***** DATA PROVIDED *****

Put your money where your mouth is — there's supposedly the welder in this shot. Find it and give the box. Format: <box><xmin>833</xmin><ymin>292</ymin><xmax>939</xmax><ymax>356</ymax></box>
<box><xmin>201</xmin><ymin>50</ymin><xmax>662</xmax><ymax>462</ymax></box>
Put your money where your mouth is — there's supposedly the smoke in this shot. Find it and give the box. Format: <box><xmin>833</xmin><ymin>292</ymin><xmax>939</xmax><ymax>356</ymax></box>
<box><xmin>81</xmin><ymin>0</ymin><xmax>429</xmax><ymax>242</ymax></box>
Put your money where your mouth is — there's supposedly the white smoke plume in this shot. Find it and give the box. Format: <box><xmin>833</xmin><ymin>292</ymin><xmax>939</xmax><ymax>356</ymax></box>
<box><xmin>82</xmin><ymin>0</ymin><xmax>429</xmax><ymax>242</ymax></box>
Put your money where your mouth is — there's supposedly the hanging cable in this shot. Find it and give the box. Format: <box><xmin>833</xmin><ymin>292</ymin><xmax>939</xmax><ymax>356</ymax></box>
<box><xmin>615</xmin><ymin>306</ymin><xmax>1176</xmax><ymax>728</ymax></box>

*****

• WHAT YOU ARE ASKED TO DO
What is needed is an exact copy of all the records above.

• YOUR SOLUTION
Put your money where your mouth is — there's supposedly the welder in this shot. Find it and give the box. Format: <box><xmin>833</xmin><ymin>292</ymin><xmax>939</xmax><ymax>356</ymax></box>
<box><xmin>201</xmin><ymin>50</ymin><xmax>662</xmax><ymax>462</ymax></box>
Put your money where your mouth is — there's supposedly the smoke in this shot. Find it and give the box. Format: <box><xmin>833</xmin><ymin>292</ymin><xmax>939</xmax><ymax>356</ymax></box>
<box><xmin>81</xmin><ymin>0</ymin><xmax>429</xmax><ymax>242</ymax></box>
Put your money where your mouth is — there's supposedly the white smoke plume in this shot. Find it and give the box. Format: <box><xmin>833</xmin><ymin>292</ymin><xmax>939</xmax><ymax>356</ymax></box>
<box><xmin>82</xmin><ymin>0</ymin><xmax>429</xmax><ymax>242</ymax></box>
Put your money where your mouth is — there's supposedly the hanging cable in this shot. Find it and give the box. Format: <box><xmin>833</xmin><ymin>292</ymin><xmax>939</xmax><ymax>356</ymax></box>
<box><xmin>615</xmin><ymin>306</ymin><xmax>1176</xmax><ymax>728</ymax></box>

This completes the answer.